• **Directive 1**
Filter the records and copy out each line that contains the string "laptop".

• **Page**
........

Financial planners recommend that you should
always contribute enough to get a full match, and you should do some serious
matching-contribution number crunching when thinking about job-hopping.
More by accident than by design, I've managed to vest in
two different employers' retirement plans. That happenstance is a leading reason I've
managed to build, in the last 10 years, a 401(k) balance valued in the upper five digits.
I'm a journalist by trade, which means I'm no stranger to
low salaries and changing jobs every few years.
Sure, the 1990s bull market helped build my balance, but
I'd be working from a much smaller base if I hadn't had that employer help. It was when I
got my employer-matching contributions that my balance really popped.
The lesson I take from my experience: I'll think twice
before quickly hopping jobs and losing an employer-matching contribution.

........

• **Record extracts**

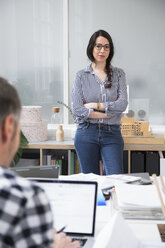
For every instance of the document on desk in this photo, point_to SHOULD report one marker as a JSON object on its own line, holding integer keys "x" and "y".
{"x": 139, "y": 201}
{"x": 118, "y": 234}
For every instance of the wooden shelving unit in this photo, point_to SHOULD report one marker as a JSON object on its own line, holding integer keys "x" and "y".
{"x": 151, "y": 143}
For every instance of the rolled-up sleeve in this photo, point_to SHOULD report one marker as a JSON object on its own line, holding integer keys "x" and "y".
{"x": 78, "y": 109}
{"x": 118, "y": 106}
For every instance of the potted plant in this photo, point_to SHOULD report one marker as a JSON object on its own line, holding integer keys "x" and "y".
{"x": 23, "y": 142}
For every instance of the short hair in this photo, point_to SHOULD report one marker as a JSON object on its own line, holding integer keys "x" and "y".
{"x": 92, "y": 43}
{"x": 9, "y": 101}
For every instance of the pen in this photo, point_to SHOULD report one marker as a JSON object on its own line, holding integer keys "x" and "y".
{"x": 62, "y": 229}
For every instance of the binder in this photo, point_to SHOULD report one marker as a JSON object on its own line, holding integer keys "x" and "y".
{"x": 152, "y": 163}
{"x": 137, "y": 162}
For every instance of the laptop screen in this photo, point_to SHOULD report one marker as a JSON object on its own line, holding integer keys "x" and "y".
{"x": 73, "y": 205}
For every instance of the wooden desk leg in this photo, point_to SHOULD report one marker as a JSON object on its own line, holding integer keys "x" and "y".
{"x": 41, "y": 157}
{"x": 129, "y": 161}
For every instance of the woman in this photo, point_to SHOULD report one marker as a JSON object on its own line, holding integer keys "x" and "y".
{"x": 99, "y": 97}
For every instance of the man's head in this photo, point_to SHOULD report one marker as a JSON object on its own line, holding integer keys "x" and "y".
{"x": 10, "y": 109}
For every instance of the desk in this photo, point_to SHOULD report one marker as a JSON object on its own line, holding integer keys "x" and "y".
{"x": 69, "y": 145}
{"x": 145, "y": 231}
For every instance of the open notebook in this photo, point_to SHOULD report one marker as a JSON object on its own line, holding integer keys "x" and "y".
{"x": 74, "y": 206}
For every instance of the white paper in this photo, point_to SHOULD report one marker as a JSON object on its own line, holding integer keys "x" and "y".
{"x": 144, "y": 196}
{"x": 116, "y": 234}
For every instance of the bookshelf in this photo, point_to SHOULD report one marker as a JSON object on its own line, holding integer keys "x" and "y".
{"x": 154, "y": 143}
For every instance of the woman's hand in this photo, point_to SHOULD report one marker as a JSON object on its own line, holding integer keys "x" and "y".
{"x": 91, "y": 105}
{"x": 63, "y": 241}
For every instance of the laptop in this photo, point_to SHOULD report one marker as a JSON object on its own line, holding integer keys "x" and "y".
{"x": 73, "y": 205}
{"x": 37, "y": 171}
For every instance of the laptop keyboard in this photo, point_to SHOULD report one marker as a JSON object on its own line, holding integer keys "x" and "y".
{"x": 82, "y": 241}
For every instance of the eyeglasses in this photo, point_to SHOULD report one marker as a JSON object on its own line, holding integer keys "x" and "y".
{"x": 100, "y": 46}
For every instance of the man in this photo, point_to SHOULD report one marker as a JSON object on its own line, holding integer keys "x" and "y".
{"x": 25, "y": 215}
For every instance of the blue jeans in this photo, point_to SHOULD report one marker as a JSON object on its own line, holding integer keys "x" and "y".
{"x": 95, "y": 140}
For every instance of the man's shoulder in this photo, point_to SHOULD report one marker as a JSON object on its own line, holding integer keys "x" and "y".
{"x": 16, "y": 185}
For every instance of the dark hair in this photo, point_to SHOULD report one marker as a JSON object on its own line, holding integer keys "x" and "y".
{"x": 91, "y": 45}
{"x": 9, "y": 101}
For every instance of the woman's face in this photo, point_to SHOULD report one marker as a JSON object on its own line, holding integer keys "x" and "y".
{"x": 101, "y": 49}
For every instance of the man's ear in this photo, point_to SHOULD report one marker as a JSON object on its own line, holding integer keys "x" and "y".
{"x": 8, "y": 128}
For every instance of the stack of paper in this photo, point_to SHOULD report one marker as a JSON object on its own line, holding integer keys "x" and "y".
{"x": 139, "y": 201}
{"x": 118, "y": 234}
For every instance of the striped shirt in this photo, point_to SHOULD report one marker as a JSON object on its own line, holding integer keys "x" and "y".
{"x": 88, "y": 88}
{"x": 26, "y": 219}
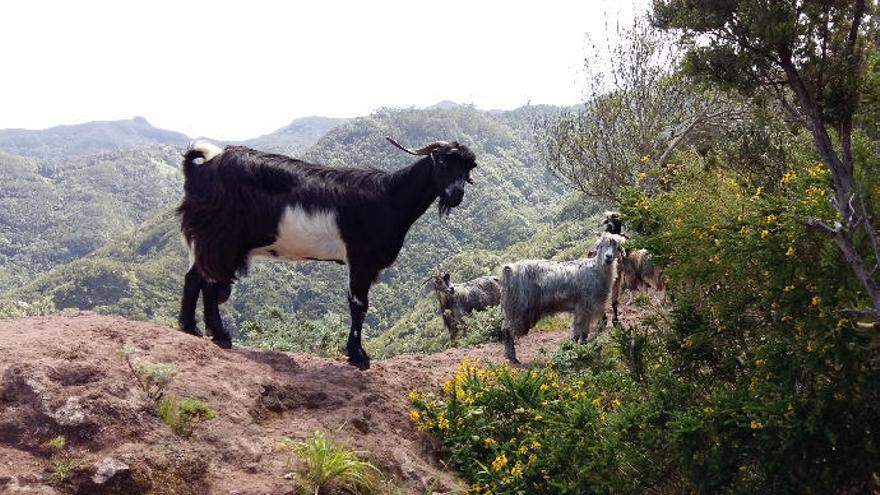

........

• **Directive 2**
Which distinct hyphenated words appear in the passage on employer-matching contributions? List each one once.

• **Task solution 1**
For every instance of the laptop screen in this photo, point_to SHOULD report one marker as a JSON object on its own line, holding integer keys "x" and "y".
For every instance of the laptop in this photo, point_to SHOULD report one marker as a JSON object on its own line, holding integer keys "x" and "y".
For every instance of the laptop keyboard in this photo, point_to SHOULD report one marker as a JSON object on its own line, holding integer keys "x" and "y".

• **Task solution 2**
matching-contribution, job-hopping, employer-matching